* **DATA SHOWN**:
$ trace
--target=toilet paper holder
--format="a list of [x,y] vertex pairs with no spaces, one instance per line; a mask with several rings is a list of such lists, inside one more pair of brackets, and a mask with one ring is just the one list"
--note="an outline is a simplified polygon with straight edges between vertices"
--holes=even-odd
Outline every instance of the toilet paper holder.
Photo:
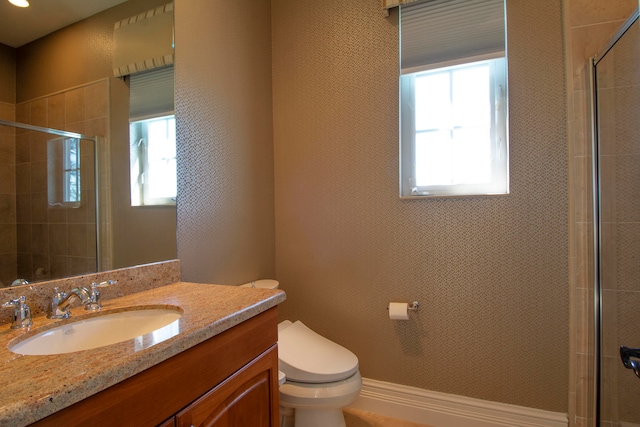
[[[418,311],[419,308],[420,303],[418,301],[412,301],[407,306],[407,310],[409,311]],[[389,306],[387,306],[387,311],[389,311]]]

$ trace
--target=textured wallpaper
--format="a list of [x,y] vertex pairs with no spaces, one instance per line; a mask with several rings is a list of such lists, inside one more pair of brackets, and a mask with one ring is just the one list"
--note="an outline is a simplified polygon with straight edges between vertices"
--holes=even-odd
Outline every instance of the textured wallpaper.
[[281,317],[365,377],[567,412],[561,1],[508,0],[505,196],[398,198],[397,18],[377,0],[177,0],[182,278],[275,277]]
[[[364,377],[567,411],[561,2],[508,1],[511,194],[398,198],[397,13],[274,0],[276,276]],[[421,303],[390,321],[389,301]]]
[[273,277],[269,2],[178,0],[175,22],[182,278]]

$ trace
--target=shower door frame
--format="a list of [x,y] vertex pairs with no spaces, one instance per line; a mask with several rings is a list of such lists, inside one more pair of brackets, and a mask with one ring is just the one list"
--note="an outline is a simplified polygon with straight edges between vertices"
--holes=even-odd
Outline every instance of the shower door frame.
[[76,132],[69,132],[66,130],[54,129],[54,128],[45,128],[42,126],[30,125],[26,123],[18,123],[11,122],[8,120],[0,120],[0,125],[2,126],[10,126],[17,129],[24,129],[35,132],[47,133],[50,135],[62,136],[65,138],[77,138],[83,139],[86,141],[91,141],[93,143],[93,163],[94,163],[94,192],[95,192],[95,221],[96,221],[96,271],[102,271],[102,240],[100,237],[100,162],[98,159],[98,141],[99,137],[97,136],[88,136],[83,135]]
[[593,293],[593,424],[600,426],[600,409],[602,403],[602,322],[603,322],[603,309],[602,309],[602,282],[601,282],[601,226],[600,226],[600,128],[598,126],[598,95],[597,95],[597,65],[605,55],[615,46],[615,44],[622,38],[631,26],[639,19],[640,1],[639,7],[627,18],[625,23],[610,39],[609,43],[604,47],[600,54],[591,58],[591,72],[589,73],[589,85],[590,85],[590,117],[591,117],[591,157],[592,157],[592,196],[593,196],[593,280],[594,280],[594,293]]

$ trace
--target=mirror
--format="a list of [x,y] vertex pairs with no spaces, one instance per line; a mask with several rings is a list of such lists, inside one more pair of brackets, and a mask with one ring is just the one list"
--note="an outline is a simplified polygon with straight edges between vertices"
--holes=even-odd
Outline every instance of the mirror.
[[[97,207],[83,187],[82,201],[62,209],[45,188],[47,141],[58,136],[0,126],[0,286],[176,258],[175,206],[131,206],[128,79],[113,77],[112,60],[114,23],[168,1],[116,3],[17,48],[0,44],[0,78],[14,82],[0,88],[0,120],[97,136],[100,169]],[[80,172],[87,185],[92,173]]]

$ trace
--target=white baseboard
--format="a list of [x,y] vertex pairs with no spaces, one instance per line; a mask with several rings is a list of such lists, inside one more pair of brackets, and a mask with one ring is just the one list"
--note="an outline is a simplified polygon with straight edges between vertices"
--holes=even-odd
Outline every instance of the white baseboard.
[[567,427],[567,414],[362,379],[350,408],[432,427]]

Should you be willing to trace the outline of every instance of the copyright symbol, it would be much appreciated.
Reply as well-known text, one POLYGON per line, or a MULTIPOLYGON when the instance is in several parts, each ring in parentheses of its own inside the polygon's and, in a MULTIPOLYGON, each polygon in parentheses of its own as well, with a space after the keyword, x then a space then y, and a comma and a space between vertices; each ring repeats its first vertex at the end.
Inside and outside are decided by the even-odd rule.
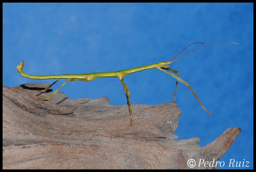
POLYGON ((187 164, 189 167, 190 168, 193 168, 195 166, 195 161, 192 159, 191 159, 188 161, 187 164))

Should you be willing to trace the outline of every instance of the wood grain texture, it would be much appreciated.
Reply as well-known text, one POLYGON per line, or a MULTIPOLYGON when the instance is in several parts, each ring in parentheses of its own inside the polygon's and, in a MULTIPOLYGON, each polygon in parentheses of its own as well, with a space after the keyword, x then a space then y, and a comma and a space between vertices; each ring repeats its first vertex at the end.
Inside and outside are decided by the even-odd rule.
POLYGON ((60 92, 38 100, 51 93, 36 90, 49 85, 3 86, 3 169, 190 169, 190 159, 219 160, 241 132, 229 128, 204 147, 199 138, 175 141, 181 114, 176 103, 132 104, 130 127, 127 105, 60 92))

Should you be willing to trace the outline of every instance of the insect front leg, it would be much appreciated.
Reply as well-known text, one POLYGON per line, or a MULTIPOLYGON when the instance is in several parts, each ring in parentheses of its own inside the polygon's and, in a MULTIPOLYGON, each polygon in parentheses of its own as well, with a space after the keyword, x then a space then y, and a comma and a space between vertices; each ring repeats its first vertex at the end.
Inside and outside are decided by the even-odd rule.
MULTIPOLYGON (((189 89, 190 90, 190 91, 193 93, 193 94, 194 95, 194 96, 196 98, 196 99, 197 100, 197 101, 199 102, 199 104, 200 104, 200 105, 201 105, 201 107, 203 108, 203 109, 205 109, 205 111, 206 112, 207 112, 209 115, 210 115, 211 116, 211 117, 212 117, 212 114, 210 113, 210 112, 208 112, 208 111, 207 110, 206 110, 206 109, 205 108, 205 107, 204 107, 204 106, 203 105, 203 104, 202 104, 202 103, 201 103, 201 102, 200 101, 200 100, 199 100, 199 98, 198 98, 197 97, 197 96, 196 96, 196 95, 195 93, 194 92, 194 91, 193 91, 192 88, 191 88, 191 87, 189 85, 189 84, 187 83, 186 83, 186 82, 185 82, 185 81, 181 79, 180 78, 179 78, 178 76, 178 76, 176 76, 174 74, 172 74, 170 72, 166 71, 164 70, 163 70, 163 69, 165 70, 169 70, 169 71, 171 71, 172 72, 173 72, 174 71, 176 71, 177 72, 178 72, 178 71, 175 71, 175 70, 174 70, 173 69, 170 69, 169 68, 163 68, 163 69, 162 68, 157 68, 157 69, 160 70, 164 72, 165 73, 166 73, 167 74, 170 75, 174 78, 175 78, 175 79, 178 80, 178 81, 180 81, 180 82, 181 82, 182 84, 183 84, 185 86, 188 86, 189 87, 189 89)), ((177 85, 176 85, 176 86, 177 86, 177 85)), ((175 90, 175 92, 176 92, 176 90, 175 90)))
POLYGON ((121 83, 123 85, 123 89, 124 90, 124 92, 125 93, 125 96, 127 98, 127 103, 129 105, 129 110, 130 110, 130 115, 131 117, 131 123, 130 126, 131 127, 133 126, 133 112, 132 111, 132 105, 131 104, 131 100, 130 100, 130 94, 128 87, 127 87, 125 83, 123 82, 122 78, 119 78, 119 80, 121 81, 121 83))
MULTIPOLYGON (((170 68, 161 68, 163 69, 165 69, 165 70, 168 70, 168 71, 171 71, 173 72, 174 72, 174 73, 176 73, 177 74, 177 76, 178 77, 179 77, 179 71, 178 71, 175 70, 174 69, 171 69, 170 68)), ((178 86, 178 80, 177 79, 176 81, 176 86, 175 87, 175 91, 174 91, 174 95, 173 95, 173 98, 174 99, 174 102, 175 102, 175 96, 176 96, 176 91, 177 91, 177 87, 178 86)))

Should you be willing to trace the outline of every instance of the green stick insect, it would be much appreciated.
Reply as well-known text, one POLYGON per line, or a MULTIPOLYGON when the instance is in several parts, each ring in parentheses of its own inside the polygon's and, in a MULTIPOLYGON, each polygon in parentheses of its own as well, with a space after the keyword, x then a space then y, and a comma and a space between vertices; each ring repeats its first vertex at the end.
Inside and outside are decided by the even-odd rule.
POLYGON ((211 114, 208 112, 208 111, 206 110, 206 109, 203 105, 203 104, 201 103, 201 102, 200 101, 199 99, 198 98, 198 97, 197 97, 196 96, 196 95, 194 92, 194 91, 193 91, 193 90, 191 88, 191 87, 188 84, 179 77, 178 71, 170 68, 168 68, 168 67, 169 66, 169 64, 173 63, 175 61, 178 60, 181 58, 182 58, 183 57, 184 57, 188 54, 190 54, 191 53, 192 53, 194 52, 197 51, 198 50, 200 50, 200 49, 215 44, 225 43, 230 43, 239 45, 238 44, 235 42, 218 42, 206 45, 205 44, 202 42, 194 42, 191 44, 187 47, 185 48, 184 49, 181 51, 180 52, 178 53, 178 54, 174 56, 170 60, 168 61, 168 62, 159 62, 155 64, 150 64, 149 65, 147 65, 147 66, 143 66, 136 67, 132 69, 127 69, 126 70, 120 71, 117 72, 102 72, 99 73, 92 73, 91 74, 64 74, 62 75, 46 75, 43 76, 31 75, 27 74, 23 72, 23 71, 22 71, 22 69, 23 69, 23 67, 24 66, 24 62, 23 61, 21 62, 20 64, 17 66, 17 70, 18 70, 18 72, 19 72, 21 74, 22 76, 30 79, 57 79, 56 81, 54 82, 50 86, 46 88, 45 89, 40 90, 40 91, 41 92, 47 90, 50 87, 52 86, 53 84, 57 82, 58 81, 59 81, 61 79, 67 79, 66 81, 65 81, 64 83, 63 83, 63 84, 60 86, 60 87, 58 88, 57 90, 54 91, 48 97, 46 98, 41 98, 39 97, 37 97, 38 99, 41 100, 43 101, 46 100, 48 100, 48 99, 50 98, 53 95, 56 93, 56 92, 59 90, 63 86, 64 86, 67 82, 68 81, 85 81, 89 82, 91 81, 93 79, 95 79, 99 78, 103 78, 105 77, 115 77, 116 78, 118 78, 118 79, 119 79, 119 80, 120 80, 120 81, 121 81, 121 83, 123 86, 123 89, 124 90, 124 92, 125 93, 125 95, 126 96, 126 98, 127 98, 127 104, 128 104, 129 107, 130 116, 131 118, 131 123, 130 124, 130 126, 132 127, 133 126, 133 112, 132 111, 132 106, 131 104, 131 100, 130 99, 130 92, 126 84, 125 84, 123 82, 123 78, 126 76, 133 73, 135 73, 135 72, 139 72, 140 71, 143 71, 144 70, 147 70, 154 68, 156 68, 156 69, 161 70, 165 73, 166 73, 167 74, 170 75, 176 79, 176 87, 175 87, 175 90, 174 91, 174 94, 173 96, 173 97, 174 99, 174 102, 175 101, 175 95, 176 95, 176 90, 177 90, 177 87, 178 85, 178 81, 179 81, 181 82, 183 84, 188 86, 189 87, 190 91, 191 91, 191 92, 192 92, 192 93, 194 95, 194 96, 195 96, 196 98, 196 99, 197 100, 197 101, 199 102, 200 105, 201 105, 202 107, 203 108, 205 109, 205 110, 206 112, 210 115, 211 116, 211 117, 212 116, 211 114), (181 52, 186 49, 191 45, 196 43, 200 43, 203 44, 204 45, 204 46, 197 49, 195 50, 194 50, 188 53, 187 54, 178 58, 173 61, 172 61, 176 57, 177 57, 178 55, 181 52), (174 74, 172 74, 169 72, 166 71, 169 71, 172 72, 174 73, 175 73, 177 74, 177 75, 176 76, 174 74))

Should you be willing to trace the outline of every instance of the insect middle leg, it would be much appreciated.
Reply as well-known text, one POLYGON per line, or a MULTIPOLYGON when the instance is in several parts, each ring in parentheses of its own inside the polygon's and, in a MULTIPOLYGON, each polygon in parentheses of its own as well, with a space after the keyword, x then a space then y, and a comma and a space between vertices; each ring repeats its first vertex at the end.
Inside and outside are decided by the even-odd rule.
MULTIPOLYGON (((58 81, 59 81, 59 80, 60 79, 58 79, 57 80, 57 81, 55 81, 54 82, 54 83, 53 83, 53 84, 52 84, 52 85, 51 85, 50 86, 49 86, 49 87, 47 87, 47 88, 46 88, 46 89, 45 89, 44 90, 41 90, 41 92, 42 92, 42 91, 46 91, 46 90, 48 90, 48 89, 49 88, 50 88, 50 86, 52 86, 52 85, 53 85, 53 84, 55 84, 55 83, 56 83, 58 81)), ((49 99, 49 98, 51 98, 51 97, 52 97, 52 96, 53 96, 53 95, 54 95, 54 94, 55 94, 55 93, 56 93, 56 92, 57 91, 58 91, 58 90, 59 90, 59 89, 60 89, 60 88, 61 88, 63 86, 64 86, 64 85, 65 85, 65 84, 66 83, 67 83, 68 82, 68 81, 70 81, 70 78, 68 78, 68 79, 67 79, 67 80, 66 80, 66 81, 65 81, 65 82, 64 82, 64 83, 63 83, 63 84, 62 84, 62 85, 61 85, 61 86, 60 86, 60 87, 59 87, 59 88, 58 88, 58 89, 56 89, 56 90, 55 90, 55 91, 54 91, 54 92, 53 92, 53 93, 52 93, 52 94, 51 94, 51 95, 50 95, 50 96, 49 96, 49 97, 47 97, 47 98, 41 98, 39 97, 37 97, 37 99, 39 99, 39 100, 42 100, 42 101, 45 101, 45 100, 48 100, 48 99, 49 99)))
POLYGON ((130 110, 130 115, 131 118, 131 123, 130 126, 131 127, 133 126, 133 112, 132 111, 132 105, 131 104, 131 100, 130 99, 130 94, 128 87, 127 87, 125 83, 123 82, 122 78, 119 78, 119 80, 121 81, 122 85, 123 87, 123 89, 124 90, 124 92, 125 93, 125 96, 127 98, 127 103, 129 105, 129 110, 130 110))

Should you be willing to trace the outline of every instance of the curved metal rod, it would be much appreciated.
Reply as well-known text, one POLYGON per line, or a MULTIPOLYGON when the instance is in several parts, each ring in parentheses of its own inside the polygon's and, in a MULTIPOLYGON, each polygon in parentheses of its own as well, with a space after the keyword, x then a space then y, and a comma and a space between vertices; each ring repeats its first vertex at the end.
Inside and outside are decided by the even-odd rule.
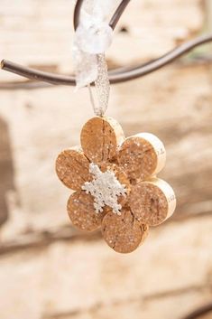
MULTIPOLYGON (((121 83, 126 80, 137 79, 153 72, 156 70, 171 63, 177 58, 189 52, 198 45, 212 42, 212 34, 203 35, 195 40, 191 40, 183 43, 168 53, 164 54, 159 59, 153 60, 150 62, 135 67, 119 68, 109 71, 109 80, 112 84, 121 83)), ((50 72, 36 70, 34 69, 26 68, 20 64, 3 60, 1 68, 10 72, 16 73, 27 79, 41 80, 56 85, 75 85, 74 76, 59 75, 50 72)))

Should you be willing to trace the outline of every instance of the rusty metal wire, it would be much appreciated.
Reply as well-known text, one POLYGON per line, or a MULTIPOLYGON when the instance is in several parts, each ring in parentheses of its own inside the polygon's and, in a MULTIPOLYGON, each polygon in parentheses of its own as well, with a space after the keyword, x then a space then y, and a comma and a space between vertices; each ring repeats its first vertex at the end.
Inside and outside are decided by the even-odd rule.
MULTIPOLYGON (((110 20, 109 24, 114 29, 118 23, 122 14, 124 13, 126 5, 129 4, 130 0, 123 0, 119 5, 118 8, 115 10, 113 17, 110 20)), ((74 27, 76 28, 80 14, 80 8, 83 4, 83 0, 78 0, 75 11, 74 11, 74 27)), ((109 80, 111 84, 121 83, 127 80, 134 80, 147 74, 150 74, 163 66, 172 62, 174 60, 181 57, 182 55, 188 53, 189 51, 193 50, 197 46, 202 45, 204 43, 207 43, 212 42, 212 34, 203 35, 198 37, 197 39, 191 40, 186 43, 180 45, 179 47, 171 50, 168 53, 162 55, 161 57, 155 59, 153 61, 148 61, 144 64, 139 64, 134 67, 123 67, 115 69, 113 70, 109 70, 109 80)), ((50 85, 47 83, 54 84, 54 85, 75 85, 75 77, 72 75, 59 75, 55 73, 44 72, 41 70, 37 70, 31 68, 26 68, 24 66, 11 62, 6 60, 3 60, 1 61, 1 68, 5 70, 8 70, 13 73, 16 73, 24 78, 39 80, 42 82, 46 82, 44 84, 34 85, 32 82, 16 82, 16 83, 4 83, 4 85, 0 86, 0 89, 9 89, 11 86, 14 89, 36 89, 41 87, 49 87, 50 85)))

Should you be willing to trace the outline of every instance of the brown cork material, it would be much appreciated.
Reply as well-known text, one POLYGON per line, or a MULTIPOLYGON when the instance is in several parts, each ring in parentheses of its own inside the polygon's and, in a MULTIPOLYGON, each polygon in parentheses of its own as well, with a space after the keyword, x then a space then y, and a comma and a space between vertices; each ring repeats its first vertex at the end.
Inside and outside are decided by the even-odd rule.
POLYGON ((171 216, 176 207, 176 198, 166 182, 152 178, 132 188, 129 205, 140 222, 156 226, 171 216))
POLYGON ((126 138, 118 154, 119 164, 134 183, 159 173, 165 164, 165 159, 163 144, 150 133, 126 138))
MULTIPOLYGON (((102 164, 99 165, 102 172, 106 172, 106 170, 110 170, 114 172, 115 175, 116 176, 117 180, 122 185, 124 185, 125 189, 125 196, 118 196, 118 203, 124 206, 126 202, 128 201, 128 195, 130 194, 131 191, 131 183, 129 179, 126 176, 126 174, 115 164, 102 164)), ((106 208, 108 211, 110 208, 106 208)))
POLYGON ((144 240, 147 236, 148 226, 141 225, 132 211, 125 208, 121 216, 108 212, 102 221, 102 234, 115 251, 129 253, 144 240))
POLYGON ((61 152, 56 160, 56 173, 60 180, 69 188, 79 191, 82 184, 90 181, 89 161, 79 147, 61 152))
POLYGON ((67 210, 74 226, 81 230, 93 231, 101 226, 104 213, 95 211, 92 196, 83 191, 70 195, 67 210))
POLYGON ((117 146, 124 141, 121 126, 111 117, 93 117, 82 127, 81 145, 93 163, 108 162, 116 157, 117 146))

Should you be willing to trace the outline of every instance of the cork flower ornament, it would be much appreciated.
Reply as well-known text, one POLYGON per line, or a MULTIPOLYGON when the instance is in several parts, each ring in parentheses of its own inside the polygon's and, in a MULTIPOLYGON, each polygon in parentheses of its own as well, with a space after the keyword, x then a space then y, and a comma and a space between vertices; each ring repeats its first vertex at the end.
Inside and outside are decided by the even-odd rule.
POLYGON ((89 119, 81 131, 81 147, 61 152, 56 161, 60 181, 75 191, 68 201, 74 226, 101 228, 115 251, 134 251, 174 211, 172 188, 156 177, 165 164, 165 149, 150 133, 125 138, 111 117, 89 119))

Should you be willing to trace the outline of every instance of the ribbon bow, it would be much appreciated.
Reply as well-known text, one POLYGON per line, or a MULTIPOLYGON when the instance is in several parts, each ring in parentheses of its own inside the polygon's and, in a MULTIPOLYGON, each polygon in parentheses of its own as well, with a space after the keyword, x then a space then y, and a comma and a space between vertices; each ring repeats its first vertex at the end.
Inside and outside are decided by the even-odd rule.
MULTIPOLYGON (((102 116, 108 104, 109 80, 105 52, 112 42, 113 30, 106 23, 117 0, 87 0, 82 7, 79 24, 73 43, 73 62, 77 88, 95 82, 98 107, 92 104, 97 115, 102 116)), ((91 91, 90 91, 91 92, 91 91)))

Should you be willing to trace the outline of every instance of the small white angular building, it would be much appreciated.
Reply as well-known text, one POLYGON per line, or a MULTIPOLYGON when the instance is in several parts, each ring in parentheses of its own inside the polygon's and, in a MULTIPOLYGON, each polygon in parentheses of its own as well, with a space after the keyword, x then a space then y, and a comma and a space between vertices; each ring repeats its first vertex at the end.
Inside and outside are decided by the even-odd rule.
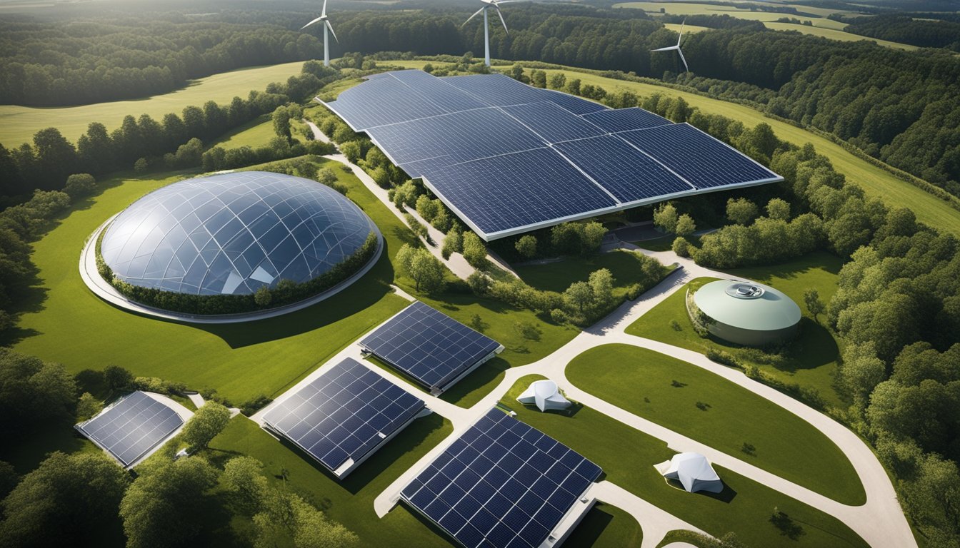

* **PROBLEM TO WORK ON**:
Copy the records from the line with "bow, it would be much appreciated." through the end of the records, putting "WKT" in place of "well-known text" and changing nothing else. Leave the pictures out.

* **RESULT**:
Should you be willing to trace the outline of every instance of the ribbon bow, it would be much appreciated.
Reply as WKT, one POLYGON per line, or a MULTIPOLYGON when the instance is in several parts, each ring in parentheses of its own inside the polygon's and, in a MULTIPOLYGON, each polygon in parentheses of its own as well, with a space after the keyword, x then a space then y, and a comma and a space between vertices; each ring repeats its first vertex at the end.
Inside and outside are decided by the even-odd rule.
MULTIPOLYGON (((102 116, 108 104, 109 80, 105 52, 112 42, 113 30, 106 23, 117 0, 87 0, 82 7, 79 24, 73 43, 73 62, 77 88, 95 82, 98 107, 92 104, 97 115, 102 116)), ((91 91, 90 91, 91 92, 91 91)))

Should you be willing to trace the outline of every instance of the small white angular building, it would be much appreciated.
Reply as WKT, one POLYGON per line, or a MULTIPOLYGON when the instance is in several parts, each ring in parentheses of its own inside the polygon's and, in a MULTIPOLYGON, each polygon in parentheses of its own as well, with a space after the keyword, x then a space then y, and a comma and a space between vertices; each ring repeats its first vertex at the end.
Inside and outside are decided by the even-odd rule.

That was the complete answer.